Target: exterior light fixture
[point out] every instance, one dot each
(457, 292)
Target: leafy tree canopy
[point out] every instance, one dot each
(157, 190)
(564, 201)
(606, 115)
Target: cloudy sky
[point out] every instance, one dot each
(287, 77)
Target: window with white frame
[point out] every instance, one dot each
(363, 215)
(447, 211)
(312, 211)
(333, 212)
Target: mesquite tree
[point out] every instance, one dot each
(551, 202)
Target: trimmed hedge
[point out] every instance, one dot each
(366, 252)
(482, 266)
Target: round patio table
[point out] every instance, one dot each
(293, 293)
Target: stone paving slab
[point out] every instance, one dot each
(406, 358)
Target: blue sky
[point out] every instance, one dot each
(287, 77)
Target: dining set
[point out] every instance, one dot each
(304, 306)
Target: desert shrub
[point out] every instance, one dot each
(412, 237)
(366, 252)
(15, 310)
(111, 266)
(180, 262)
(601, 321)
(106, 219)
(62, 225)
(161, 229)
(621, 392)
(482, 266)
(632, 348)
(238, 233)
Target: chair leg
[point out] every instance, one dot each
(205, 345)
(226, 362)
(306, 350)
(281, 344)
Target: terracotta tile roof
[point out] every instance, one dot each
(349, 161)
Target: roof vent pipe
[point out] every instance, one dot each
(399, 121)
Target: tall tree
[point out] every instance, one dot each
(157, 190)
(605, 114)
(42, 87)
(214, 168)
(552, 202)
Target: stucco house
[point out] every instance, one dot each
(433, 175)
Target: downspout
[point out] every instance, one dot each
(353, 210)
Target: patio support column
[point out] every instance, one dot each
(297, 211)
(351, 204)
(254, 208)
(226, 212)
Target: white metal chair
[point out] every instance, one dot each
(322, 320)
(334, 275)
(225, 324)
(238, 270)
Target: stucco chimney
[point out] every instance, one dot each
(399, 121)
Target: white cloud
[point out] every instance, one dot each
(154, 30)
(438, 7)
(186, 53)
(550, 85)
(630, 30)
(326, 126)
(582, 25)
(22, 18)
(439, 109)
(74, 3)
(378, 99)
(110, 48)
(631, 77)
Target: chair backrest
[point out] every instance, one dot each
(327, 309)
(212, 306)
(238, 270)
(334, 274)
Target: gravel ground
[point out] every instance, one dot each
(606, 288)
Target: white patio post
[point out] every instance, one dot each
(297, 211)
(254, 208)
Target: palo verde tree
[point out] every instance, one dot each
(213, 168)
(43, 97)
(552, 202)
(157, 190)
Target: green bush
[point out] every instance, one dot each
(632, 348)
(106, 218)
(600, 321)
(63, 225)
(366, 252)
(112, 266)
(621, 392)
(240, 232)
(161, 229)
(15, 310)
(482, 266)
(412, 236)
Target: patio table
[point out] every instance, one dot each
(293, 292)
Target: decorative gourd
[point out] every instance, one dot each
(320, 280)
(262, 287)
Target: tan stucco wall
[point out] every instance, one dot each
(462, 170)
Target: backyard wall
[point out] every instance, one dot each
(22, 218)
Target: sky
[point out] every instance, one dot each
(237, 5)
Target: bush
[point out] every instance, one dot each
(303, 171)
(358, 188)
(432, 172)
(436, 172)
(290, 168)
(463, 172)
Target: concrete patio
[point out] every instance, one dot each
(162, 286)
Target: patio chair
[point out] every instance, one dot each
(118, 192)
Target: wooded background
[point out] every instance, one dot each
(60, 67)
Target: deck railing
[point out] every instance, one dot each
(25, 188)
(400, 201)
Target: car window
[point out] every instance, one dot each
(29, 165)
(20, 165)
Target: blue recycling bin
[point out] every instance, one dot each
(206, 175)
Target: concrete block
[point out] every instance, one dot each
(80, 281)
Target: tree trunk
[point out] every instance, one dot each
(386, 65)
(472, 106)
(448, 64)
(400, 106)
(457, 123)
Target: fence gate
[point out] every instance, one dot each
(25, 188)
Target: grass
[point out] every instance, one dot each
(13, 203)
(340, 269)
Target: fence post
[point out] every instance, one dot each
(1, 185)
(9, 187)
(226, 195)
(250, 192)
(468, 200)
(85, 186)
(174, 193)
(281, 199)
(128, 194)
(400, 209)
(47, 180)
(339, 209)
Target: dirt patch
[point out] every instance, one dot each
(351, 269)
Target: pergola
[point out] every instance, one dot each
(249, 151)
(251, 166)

# TO BE DONE
Please rewrite the lines above as a JSON list of strings, one string per line, leaving out any blank lines.

# EXERCISE RESPONSE
[
  "Target: exterior light fixture",
  "[point out] every instance, one dot each",
  "(457, 292)",
  "Target: leafy tree canopy",
  "[point out] every instance, one dot each",
  "(157, 190)",
  "(564, 201)",
  "(606, 115)",
  "Target: cloudy sky",
  "[point out] every instance, one dot each",
  "(287, 77)",
  "Target: window with white frame",
  "[point out] every instance, one dot each",
  "(363, 215)",
  "(447, 211)",
  "(312, 211)",
  "(333, 212)",
  "Target: mesquite tree",
  "[point out] every instance, one dot each",
  "(551, 202)",
  "Target: trimmed hedge",
  "[point out] every instance, one dot each",
  "(366, 252)",
  "(482, 266)",
  "Target: round patio table",
  "[point out] every instance, one dot each",
  "(293, 293)",
  "Target: stone paving slab",
  "[point out] every instance, one dot each",
  "(406, 358)",
  "Target: blue sky",
  "[point out] every instance, one dot each",
  "(287, 77)",
  "Target: dining set",
  "[point out] every instance, one dot each",
  "(304, 306)",
  "Target: desert shrub",
  "[point out] every instance, one dot each",
  "(412, 237)",
  "(366, 252)",
  "(15, 310)",
  "(111, 266)",
  "(180, 262)",
  "(601, 321)",
  "(106, 219)",
  "(62, 225)",
  "(161, 229)",
  "(621, 392)",
  "(482, 266)",
  "(632, 348)",
  "(238, 233)",
  "Target: chair leg",
  "[point out] every instance, one dot each",
  "(205, 345)",
  "(226, 362)",
  "(306, 350)",
  "(281, 344)",
  "Target: terracotta tile roof",
  "[point out] every instance, one dot each",
  "(349, 161)",
  "Target: roof vent pipe",
  "[point out] every instance, one dot each",
  "(399, 121)",
  "Target: tall tree",
  "[point out] every instance, one dot each",
  "(157, 190)",
  "(605, 114)",
  "(42, 87)",
  "(214, 168)",
  "(552, 202)",
  "Target: stucco house",
  "[point out] every instance, one dot each",
  "(433, 175)",
  "Target: downspout",
  "[point out] every instance, one dot each",
  "(353, 210)",
  "Target: patio support column",
  "[point out] every instance, one dot each",
  "(297, 211)",
  "(351, 204)",
  "(254, 208)",
  "(226, 212)",
  "Target: white metal chair",
  "[point out] every instance, one dot each",
  "(322, 320)",
  "(334, 275)",
  "(225, 324)",
  "(238, 270)",
  "Target: stucco chimney",
  "[point out] every instance, one dot each",
  "(399, 121)",
  "Target: white cloud",
  "[point out] every instance, one dot each",
  "(154, 30)",
  "(438, 7)",
  "(186, 53)",
  "(550, 85)",
  "(630, 30)",
  "(326, 126)",
  "(582, 25)",
  "(22, 18)",
  "(439, 109)",
  "(74, 3)",
  "(378, 99)",
  "(110, 48)",
  "(631, 77)",
  "Target: chair backrest",
  "[point out] every instance, one dot each",
  "(327, 309)",
  "(212, 306)",
  "(238, 270)",
  "(334, 274)",
  "Target: gravel ground",
  "[point out] every instance, one dot each",
  "(606, 288)",
  "Target: white patio post",
  "[point out] every instance, one dot each",
  "(297, 211)",
  "(254, 208)",
  "Target: palo verde tree",
  "[point out] every instance, one dot each",
  "(213, 168)",
  "(43, 97)",
  "(552, 202)",
  "(157, 190)",
  "Target: green bush",
  "[point out] every instance, one dot each",
  "(632, 348)",
  "(106, 218)",
  "(600, 321)",
  "(63, 225)",
  "(366, 252)",
  "(112, 266)",
  "(621, 392)",
  "(240, 232)",
  "(161, 229)",
  "(15, 310)",
  "(482, 266)",
  "(412, 236)",
  "Target: patio table",
  "[point out] every instance, one dot each",
  "(293, 292)",
  "Target: decorative gourd",
  "[point out] every instance, one dot each",
  "(320, 280)",
  "(262, 287)",
  "Target: tan stucco wall",
  "[point out] every instance, one dot each",
  "(462, 170)",
  "Target: backyard wall",
  "[point out] every instance, one dot each",
  "(22, 218)",
  "Target: sky",
  "[point out] every instance, one dot each",
  "(237, 5)",
  "Target: bush",
  "[point out] every instance, one dot each",
  "(303, 171)",
  "(358, 188)",
  "(432, 172)",
  "(436, 172)",
  "(290, 168)",
  "(463, 172)",
  "Target: concrete patio",
  "[point out] every instance, one dot each",
  "(162, 286)",
  "Target: patio chair",
  "[point out] every instance, one dot each",
  "(118, 192)",
  "Target: wooded background",
  "[point out] every instance, one dot each",
  "(60, 67)",
  "Target: deck railing",
  "[point out] every instance, one dot each",
  "(25, 188)",
  "(400, 201)",
  "Target: car window",
  "[point out] every instance, one dot each",
  "(29, 165)",
  "(20, 165)",
  "Target: blue recycling bin",
  "[point out] every instance, one dot each",
  "(206, 175)",
  "Target: concrete block",
  "[point out] every instance, one dot each",
  "(80, 281)",
  "Target: tree trunk",
  "[point out] every instance, one dot each",
  "(386, 65)",
  "(472, 106)",
  "(448, 64)",
  "(400, 106)",
  "(457, 123)",
  "Target: fence gate",
  "[point out] every instance, one dot each",
  "(25, 188)",
  "Target: grass",
  "[point out] every instance, one dot each",
  "(13, 203)",
  "(340, 269)",
  "Target: fence post",
  "[point out] every instance, one dot each",
  "(1, 185)",
  "(9, 187)",
  "(226, 195)",
  "(250, 192)",
  "(468, 200)",
  "(85, 186)",
  "(174, 193)",
  "(281, 199)",
  "(128, 194)",
  "(400, 209)",
  "(47, 180)",
  "(339, 209)",
  "Target: dirt patch",
  "[point out] every instance, one dot each",
  "(351, 269)",
  "Target: pergola",
  "[point out] every instance, one dot each",
  "(249, 151)",
  "(251, 166)"
]